> [TASK PROMPT] Without including any image, retype the records word for word.

┌─ ENTRIES PROVIDED

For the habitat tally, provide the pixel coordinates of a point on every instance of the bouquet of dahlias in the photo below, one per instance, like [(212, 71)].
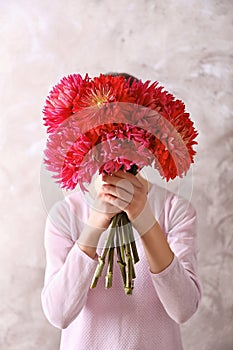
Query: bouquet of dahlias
[(110, 123)]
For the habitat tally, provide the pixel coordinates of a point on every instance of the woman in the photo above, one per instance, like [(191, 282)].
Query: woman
[(166, 291)]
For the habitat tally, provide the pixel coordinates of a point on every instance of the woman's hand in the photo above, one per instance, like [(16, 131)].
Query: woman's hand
[(127, 193)]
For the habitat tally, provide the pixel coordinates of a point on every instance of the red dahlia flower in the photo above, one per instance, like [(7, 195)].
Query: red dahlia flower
[(105, 124)]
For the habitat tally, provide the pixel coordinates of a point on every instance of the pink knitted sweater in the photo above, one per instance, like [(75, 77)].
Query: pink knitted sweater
[(101, 319)]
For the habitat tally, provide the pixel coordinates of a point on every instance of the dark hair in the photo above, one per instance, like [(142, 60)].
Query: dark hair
[(127, 76)]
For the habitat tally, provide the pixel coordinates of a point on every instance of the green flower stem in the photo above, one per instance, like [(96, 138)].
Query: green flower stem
[(105, 251), (108, 277), (133, 244), (129, 261), (120, 253), (129, 275)]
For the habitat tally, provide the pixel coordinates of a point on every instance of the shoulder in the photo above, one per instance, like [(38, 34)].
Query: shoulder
[(171, 206)]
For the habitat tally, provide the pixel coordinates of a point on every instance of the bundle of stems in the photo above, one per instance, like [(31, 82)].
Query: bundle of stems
[(121, 238)]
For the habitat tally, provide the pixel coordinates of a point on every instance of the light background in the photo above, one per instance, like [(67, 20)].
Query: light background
[(184, 44)]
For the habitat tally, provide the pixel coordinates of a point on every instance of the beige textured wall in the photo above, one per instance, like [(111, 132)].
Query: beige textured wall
[(187, 46)]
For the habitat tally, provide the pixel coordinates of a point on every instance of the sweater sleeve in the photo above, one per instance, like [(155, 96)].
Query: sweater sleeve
[(68, 271), (178, 285)]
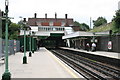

└─

> [SOLUTION FOR THIS PROBLEM]
For the habitat tally, provide the pixel coordinates of a point on every instance of the bouquet of dahlias in the photo below, one per instance, like [(212, 71)].
Query: bouquet of dahlias
[(110, 123)]
For the habitat tally, provide the pixel coordinates of a point on every instance of the woman in the photo above, one per instance, like [(191, 282)].
Query: woman
[(166, 291)]
For the habitat tally, provide the pixel coordinates of a point on every instance of the woman's hand in the photo above, one per instance, like [(16, 131)].
Query: woman's hand
[(127, 193)]
For the habitat tally, provide the pixel coordinates of a point on every instance of the red dahlia flower in the photo above, one per instance, like [(7, 195)].
Query: red dahlia flower
[(105, 124)]
For the habitat tally, provide the pixel coordinates of a point on every instance of the pink knitted sweater in the photo above, one per instance, like [(75, 77)].
Query: pink knitted sweater
[(101, 319)]
For the habitat tally, provide the pixel coordinates of a point on every instance of the dark hair in the photo above, one per instance, like [(142, 60)].
Query: dark hair
[(127, 76)]
For the habitat tally, provide the pixel coordinates of a point on every instance of the green flower stem in the photo above, one per instance, like [(96, 138)].
Query: green flower stem
[(105, 251), (108, 277), (133, 244), (129, 261), (120, 253), (129, 275)]
For the habitat tally, provide the pixel coordinates of a point on every instance of the shoulder in the photo above, one per instance, like [(38, 34)].
Query: shoulder
[(171, 206)]
For the habitat tally, provide the pixel coordinates of a point on every instance of the bundle of stems in the photo above, one per instance, like [(31, 82)].
Query: bundle of stems
[(121, 238)]
For the habitat tally, provide the pixel coordinates of a point on every instance of the light background in the photo above, one per instance, like [(67, 20)].
Query: light background
[(184, 44)]
For the habitat tally, provide the pixel coordinates of a point on every instance of the beige textured wall in the photo above, one per instance, like [(111, 132)].
Query: beige textured wall
[(187, 46)]
For the habitat tally, provide the pixel coordinates of a point on every instance of the sweater sleeve in the photo above, one per instance, like [(155, 96)].
Query: sweater sleeve
[(68, 271), (178, 285)]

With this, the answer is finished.